■ **Stored records**

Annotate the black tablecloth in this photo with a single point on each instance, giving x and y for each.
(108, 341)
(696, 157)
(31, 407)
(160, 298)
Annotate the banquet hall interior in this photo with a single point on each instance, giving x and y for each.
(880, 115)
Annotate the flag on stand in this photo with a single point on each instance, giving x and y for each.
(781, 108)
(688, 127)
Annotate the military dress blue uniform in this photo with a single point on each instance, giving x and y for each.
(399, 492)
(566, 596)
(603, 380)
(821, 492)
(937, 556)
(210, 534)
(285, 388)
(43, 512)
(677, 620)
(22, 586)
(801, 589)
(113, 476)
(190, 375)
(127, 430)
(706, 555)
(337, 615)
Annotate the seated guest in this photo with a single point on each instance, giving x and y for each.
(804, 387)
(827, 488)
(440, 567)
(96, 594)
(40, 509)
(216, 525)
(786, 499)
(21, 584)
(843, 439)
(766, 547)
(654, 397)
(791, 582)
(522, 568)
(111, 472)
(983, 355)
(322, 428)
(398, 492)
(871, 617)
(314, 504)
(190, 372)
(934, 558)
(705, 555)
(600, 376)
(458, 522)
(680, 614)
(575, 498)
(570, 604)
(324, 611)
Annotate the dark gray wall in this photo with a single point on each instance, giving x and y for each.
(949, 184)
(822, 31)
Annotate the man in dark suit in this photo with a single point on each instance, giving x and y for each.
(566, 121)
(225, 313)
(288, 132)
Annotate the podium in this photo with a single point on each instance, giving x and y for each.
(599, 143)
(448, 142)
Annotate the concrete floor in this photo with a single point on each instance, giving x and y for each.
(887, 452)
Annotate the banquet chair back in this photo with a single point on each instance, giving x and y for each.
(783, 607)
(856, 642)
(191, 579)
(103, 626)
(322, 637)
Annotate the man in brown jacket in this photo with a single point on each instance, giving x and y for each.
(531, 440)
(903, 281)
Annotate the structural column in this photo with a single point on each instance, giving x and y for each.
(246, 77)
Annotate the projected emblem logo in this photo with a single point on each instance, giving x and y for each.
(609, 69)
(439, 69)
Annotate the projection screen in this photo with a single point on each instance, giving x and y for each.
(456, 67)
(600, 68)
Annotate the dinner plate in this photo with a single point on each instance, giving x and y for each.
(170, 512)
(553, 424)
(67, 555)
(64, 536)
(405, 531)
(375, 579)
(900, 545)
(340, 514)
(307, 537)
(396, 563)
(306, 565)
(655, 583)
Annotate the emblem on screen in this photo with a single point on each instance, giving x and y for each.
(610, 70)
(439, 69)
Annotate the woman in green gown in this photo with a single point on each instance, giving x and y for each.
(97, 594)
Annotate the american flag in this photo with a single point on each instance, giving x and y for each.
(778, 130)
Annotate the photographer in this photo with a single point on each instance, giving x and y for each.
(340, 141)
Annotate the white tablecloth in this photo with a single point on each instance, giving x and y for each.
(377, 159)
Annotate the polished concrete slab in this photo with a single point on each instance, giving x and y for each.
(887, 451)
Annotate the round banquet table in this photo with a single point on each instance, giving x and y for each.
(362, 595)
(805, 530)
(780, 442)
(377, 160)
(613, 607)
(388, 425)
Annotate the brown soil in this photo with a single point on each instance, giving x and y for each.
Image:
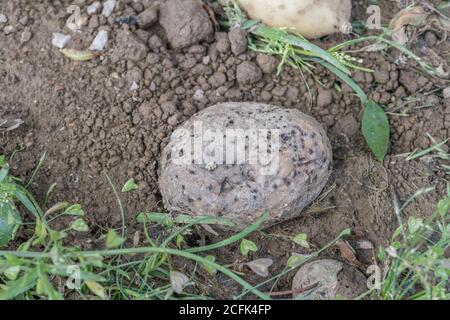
(89, 122)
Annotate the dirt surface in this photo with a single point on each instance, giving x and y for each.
(89, 122)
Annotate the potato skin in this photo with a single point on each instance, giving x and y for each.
(310, 18)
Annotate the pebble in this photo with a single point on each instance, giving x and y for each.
(108, 8)
(26, 36)
(134, 86)
(100, 41)
(93, 8)
(60, 40)
(3, 19)
(8, 29)
(199, 94)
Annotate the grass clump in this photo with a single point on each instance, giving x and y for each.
(297, 52)
(46, 266)
(418, 267)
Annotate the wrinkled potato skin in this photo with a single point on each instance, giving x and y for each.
(310, 18)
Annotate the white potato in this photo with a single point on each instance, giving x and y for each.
(310, 18)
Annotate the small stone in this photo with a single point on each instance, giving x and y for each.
(134, 86)
(26, 36)
(100, 41)
(3, 19)
(8, 30)
(147, 18)
(93, 8)
(334, 280)
(186, 22)
(324, 98)
(223, 45)
(108, 8)
(381, 76)
(446, 93)
(94, 22)
(60, 40)
(248, 73)
(24, 20)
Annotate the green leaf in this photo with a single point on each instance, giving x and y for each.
(414, 224)
(382, 254)
(208, 267)
(96, 288)
(19, 286)
(80, 226)
(113, 240)
(247, 246)
(40, 232)
(179, 241)
(443, 207)
(375, 128)
(301, 239)
(12, 272)
(10, 220)
(130, 185)
(45, 287)
(75, 210)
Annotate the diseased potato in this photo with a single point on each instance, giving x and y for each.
(310, 18)
(238, 160)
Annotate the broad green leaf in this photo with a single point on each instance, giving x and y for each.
(178, 281)
(113, 240)
(80, 226)
(375, 128)
(260, 266)
(75, 210)
(12, 272)
(130, 185)
(414, 224)
(10, 220)
(40, 232)
(15, 288)
(96, 288)
(443, 207)
(166, 220)
(45, 287)
(301, 239)
(247, 246)
(4, 172)
(57, 207)
(249, 24)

■ **Task prompt**
What is needed is an exact copy of the data, without any pictures.

■ **Answer to this problem**
Annotate the black tablecloth in this photo with a single point on each instance, giving x and y for each.
(108, 341)
(696, 157)
(31, 407)
(160, 298)
Annotate the banquet hall interior in this photo with a single point on each instance, giving x and y for each.
(880, 115)
Annotate the flag on stand in this photo with a single point on each instance, giving x and y for each.
(781, 108)
(688, 127)
Annotate the military dress blue uniform in this photo with a single point on each instance, giving x and y for each.
(399, 492)
(566, 596)
(603, 380)
(821, 492)
(937, 556)
(210, 534)
(285, 388)
(43, 512)
(677, 620)
(22, 586)
(801, 589)
(113, 476)
(190, 375)
(127, 430)
(706, 555)
(337, 615)
Annotate the seated guest in this photo with a single point on each instance, giving x and y for each.
(804, 387)
(827, 488)
(440, 567)
(96, 594)
(40, 509)
(216, 525)
(786, 499)
(21, 584)
(843, 439)
(766, 547)
(654, 397)
(791, 582)
(522, 568)
(111, 472)
(983, 355)
(322, 428)
(398, 492)
(871, 617)
(314, 504)
(190, 372)
(934, 558)
(705, 555)
(600, 376)
(458, 522)
(680, 614)
(575, 498)
(570, 604)
(324, 611)
Annotate the dark gray wall in this photo with a single point on each instance, giving x and y for each.
(949, 184)
(822, 31)
Annotate the man in dark suit in this photo with a single point on each instance, giving x and y for each.
(566, 121)
(225, 313)
(288, 132)
Annotate the podium in this photo with a single point on each instance, giving x and y for each.
(599, 143)
(448, 142)
Annotate the concrete floor in this photo with a single point on each instance, giving x and y for each.
(887, 452)
Annotate the banquet chair back in this photo with a single point on each instance, giving x and y for each.
(783, 607)
(856, 642)
(191, 579)
(103, 626)
(322, 637)
Annotate the man in brown jacket in this photo with a single point on each instance, giving x and y for each.
(531, 440)
(903, 281)
Annotate the structural column in this photo with a single point on each instance, giving x and y for each.
(246, 77)
Annotate the projected emblem logo in this photo with a single point on each instance, giving x and y for each.
(609, 69)
(439, 69)
Annotate the projection screen in this photo with a single point on each instance, giving x and y for each.
(456, 67)
(600, 68)
Annotate the dinner plate in this photo with a single point on each instance, giving x and y for each.
(170, 512)
(553, 424)
(67, 555)
(64, 536)
(405, 531)
(375, 579)
(900, 545)
(340, 514)
(307, 537)
(396, 563)
(306, 565)
(655, 583)
Annotate the emblem on screen in this photo with a single point on each instance, giving x and y for each.
(610, 70)
(439, 69)
Annotate the woman in green gown in this photo with a single point on each instance, giving x and y for each.
(97, 594)
Annotate the american flag in this photo with a single point on each instance, giving x and y for each.
(778, 130)
Annotate the photographer in this photo with a single point on each instance, giving x and y for each.
(340, 141)
Annotate the white tablecloth in this photo with a single point on each instance, giving x and y for each.
(377, 159)
Annotate the polished concrete slab in this photo with a single point on each instance, giving x and y for each.
(887, 451)
Annotate the round banquet table in this photo with a single point on each instance, giving x and y for each.
(362, 595)
(805, 530)
(780, 442)
(377, 160)
(613, 607)
(388, 425)
Annotate the brown soil in this photo with a single point on each instance, giving x and y for each.
Image:
(89, 122)
Annotate the dirt surface in this photo with a single point on each instance, giving x and y for each.
(89, 122)
Annotate the potato skin in this photo with a single point on each instance, giving x and y for each.
(310, 18)
Annotate the pebble in this photo with a single point on each instance, giving x and y for each.
(108, 8)
(26, 36)
(134, 86)
(100, 41)
(93, 8)
(60, 40)
(3, 19)
(8, 29)
(199, 94)
Annotate the grass clump in this photo with a single point on each instance, giving x and y for each.
(297, 52)
(46, 266)
(418, 267)
Annotate the wrinkled potato skin in this photo with a single point on each instance, giving x and y for each.
(310, 18)
Annotate the white potato in this photo with a single point on each instance, giving x and y for each.
(310, 18)
Annotate the small stone in this photo with a single point on each instance, giving x and y for each.
(134, 86)
(26, 36)
(100, 41)
(3, 19)
(8, 30)
(147, 18)
(93, 8)
(334, 280)
(186, 22)
(324, 98)
(223, 45)
(108, 8)
(381, 76)
(446, 93)
(94, 22)
(60, 40)
(248, 73)
(24, 20)
Annotate the green leaf in this photo with a single point on each instance, giving x and y for each.
(414, 224)
(382, 254)
(208, 267)
(96, 288)
(19, 286)
(80, 226)
(113, 240)
(247, 246)
(40, 232)
(179, 241)
(443, 207)
(375, 128)
(301, 239)
(12, 272)
(10, 220)
(130, 185)
(45, 287)
(75, 210)
Annotate the diseased potato in this photo with a single point on each instance, giving x and y for each.
(310, 18)
(238, 160)
Annotate the broad green leaf in this photo with a single point on each instance, giving x and y for each.
(178, 281)
(113, 240)
(80, 226)
(375, 128)
(260, 266)
(75, 210)
(12, 272)
(130, 185)
(414, 224)
(10, 220)
(40, 232)
(15, 288)
(96, 288)
(443, 207)
(166, 220)
(45, 287)
(301, 239)
(247, 246)
(4, 172)
(57, 207)
(249, 24)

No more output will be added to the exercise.